__TASK DESCRIPTION__
Return every line of the items below unchanged, character for character.

BEGIN

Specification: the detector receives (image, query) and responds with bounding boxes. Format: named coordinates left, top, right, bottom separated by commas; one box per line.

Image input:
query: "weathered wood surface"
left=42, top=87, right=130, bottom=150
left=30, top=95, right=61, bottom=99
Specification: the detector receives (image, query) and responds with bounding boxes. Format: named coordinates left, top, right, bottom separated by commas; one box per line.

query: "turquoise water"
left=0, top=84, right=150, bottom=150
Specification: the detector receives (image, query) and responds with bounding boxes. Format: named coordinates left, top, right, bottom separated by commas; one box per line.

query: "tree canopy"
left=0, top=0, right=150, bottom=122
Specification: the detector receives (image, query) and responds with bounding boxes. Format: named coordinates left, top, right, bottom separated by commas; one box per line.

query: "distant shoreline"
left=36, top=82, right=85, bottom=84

END

__SOLUTION FOR THIS TASK__
Specification: the detector receives (image, query) and responds with bounding boxes. Format: named coordinates left, top, right, bottom separated by commas; one box per line.

Image input:
query: "weathered wood surface"
left=42, top=87, right=130, bottom=150
left=30, top=95, right=61, bottom=99
Specification: the detector receives (image, query) and responds with bounding boxes. Format: named coordinates left, top, right, bottom separated by commas; one box per line.

query: "turquoise water"
left=0, top=84, right=150, bottom=150
Specification: the detector receives (image, query) and responds with bounding boxes. Format: named coordinates left, top, right, bottom separated by commas; one box per line.

query: "tree canopy"
left=0, top=0, right=150, bottom=122
Specification: the detector receives (image, query) and responds with bounding boxes. Format: named coordinates left, top, right, bottom separated by commas; one box per line.

query: "distant shoreline"
left=36, top=82, right=85, bottom=84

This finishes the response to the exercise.